Exactly repeat the material, dropping only the pictures.
::::
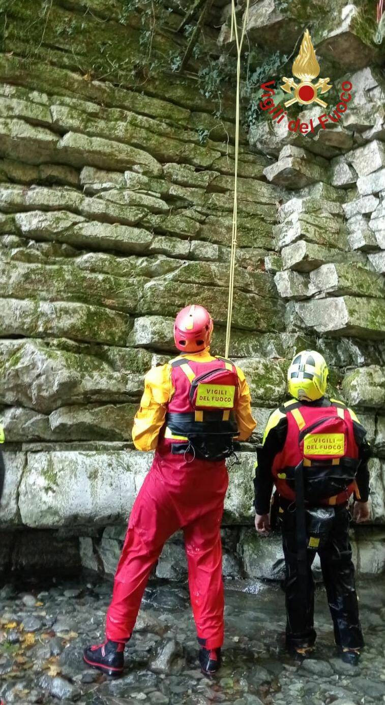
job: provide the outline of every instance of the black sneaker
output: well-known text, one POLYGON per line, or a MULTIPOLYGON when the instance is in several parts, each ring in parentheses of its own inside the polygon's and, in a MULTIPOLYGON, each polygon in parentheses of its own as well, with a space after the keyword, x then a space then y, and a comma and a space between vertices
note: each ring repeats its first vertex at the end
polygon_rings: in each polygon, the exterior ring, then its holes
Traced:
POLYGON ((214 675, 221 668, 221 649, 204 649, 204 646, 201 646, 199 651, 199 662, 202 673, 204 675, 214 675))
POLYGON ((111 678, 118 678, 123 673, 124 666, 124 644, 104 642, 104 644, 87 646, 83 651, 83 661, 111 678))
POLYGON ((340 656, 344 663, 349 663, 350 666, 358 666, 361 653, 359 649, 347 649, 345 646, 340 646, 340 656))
::::
-- Task result --
job: provide the outline of every instance of the black sneaker
output: well-known text, one POLYGON per line, or a MULTIPOLYGON when the instance is in several parts, each ring in parentheses of its own inside the polygon's and, in a MULTIPOLYGON, each polygon in parentheses of its own as well, with a space after the keyword, x then a space then y, and a comma and a space between vertices
note: each ring repeats its first vertex at the end
polygon_rings: in each polygon, the exterior ring, then its holes
Traced:
POLYGON ((214 675, 221 668, 221 649, 204 649, 204 646, 201 646, 199 651, 199 662, 202 673, 204 675, 214 675))
POLYGON ((111 678, 118 678, 123 673, 124 666, 124 644, 104 642, 104 644, 87 646, 83 651, 83 661, 111 678))
POLYGON ((340 656, 344 663, 349 663, 350 666, 358 666, 361 653, 359 649, 347 649, 345 646, 340 646, 340 656))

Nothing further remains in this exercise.